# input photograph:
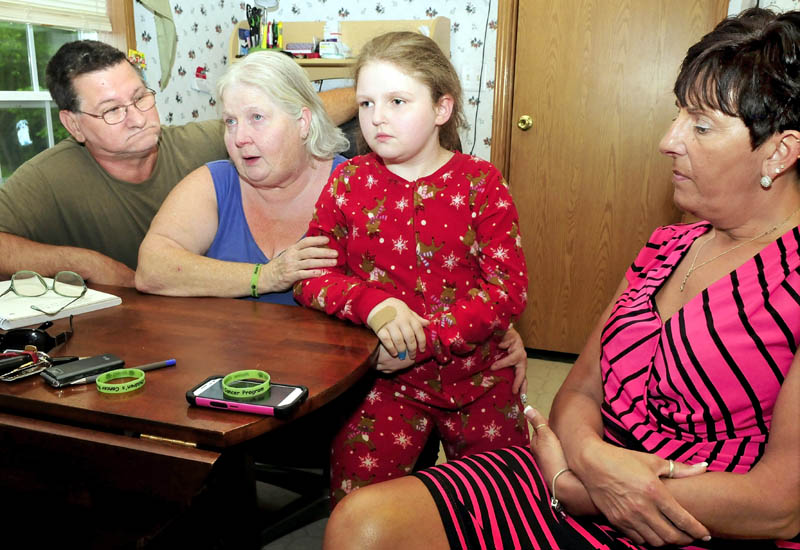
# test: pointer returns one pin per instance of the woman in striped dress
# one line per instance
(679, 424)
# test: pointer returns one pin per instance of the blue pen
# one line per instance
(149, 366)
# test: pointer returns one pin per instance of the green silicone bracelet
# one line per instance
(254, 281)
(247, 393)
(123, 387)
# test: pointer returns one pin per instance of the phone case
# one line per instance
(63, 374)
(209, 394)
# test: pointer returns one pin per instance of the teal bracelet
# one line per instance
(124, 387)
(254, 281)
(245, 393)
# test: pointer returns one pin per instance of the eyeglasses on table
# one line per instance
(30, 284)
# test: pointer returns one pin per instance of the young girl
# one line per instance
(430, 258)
———
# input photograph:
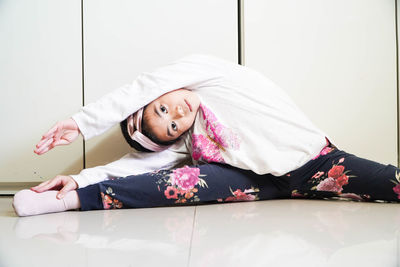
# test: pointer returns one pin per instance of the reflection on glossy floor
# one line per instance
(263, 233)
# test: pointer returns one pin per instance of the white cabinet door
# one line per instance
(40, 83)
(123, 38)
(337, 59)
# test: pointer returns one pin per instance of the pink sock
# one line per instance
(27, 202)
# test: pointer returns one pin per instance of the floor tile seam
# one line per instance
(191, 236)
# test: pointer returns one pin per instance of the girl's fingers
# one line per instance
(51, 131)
———
◆ WORK INSTRUCTIONS
Show the lines of the data that hold the word "test".

◆ RESPONSE AREA
# test: pointer returns one pin per instance of the woman in striped dress
# test: pointer returns one pin per instance of the blue pen
# test: pointer returns one pin per instance of the green silicone bracelet
# test: pointer returns one pin per instance of the phone case
# test: pointer returns one pin per instance of the teal bracelet
# test: pointer returns one pin per instance of the eyeglasses on table
# test: pointer returns one pin per instance of the young girl
# test: pointer returns one pin per instance of the reflection on glossy floor
# test: pointer returns one pin per instance of the white cabinet door
# test: pointer returns one pin per instance of the pink sock
# test: pointer returns one pin per instance of the floor tile seam
# test: pointer returns one pin per instance of the girl's fingers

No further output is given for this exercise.